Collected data
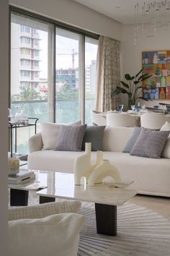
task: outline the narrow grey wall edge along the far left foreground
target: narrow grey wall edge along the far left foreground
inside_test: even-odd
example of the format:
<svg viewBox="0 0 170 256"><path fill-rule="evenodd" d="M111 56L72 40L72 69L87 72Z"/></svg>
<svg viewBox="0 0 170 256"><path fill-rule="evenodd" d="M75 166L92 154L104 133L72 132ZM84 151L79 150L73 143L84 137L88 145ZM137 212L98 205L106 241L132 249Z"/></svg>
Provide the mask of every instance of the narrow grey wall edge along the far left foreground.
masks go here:
<svg viewBox="0 0 170 256"><path fill-rule="evenodd" d="M7 101L9 87L9 4L1 0L0 8L0 255L7 256Z"/></svg>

Work request
Once the lines of the entries containing the word "foreground" have been counted, report the number alone.

Answer for the task
3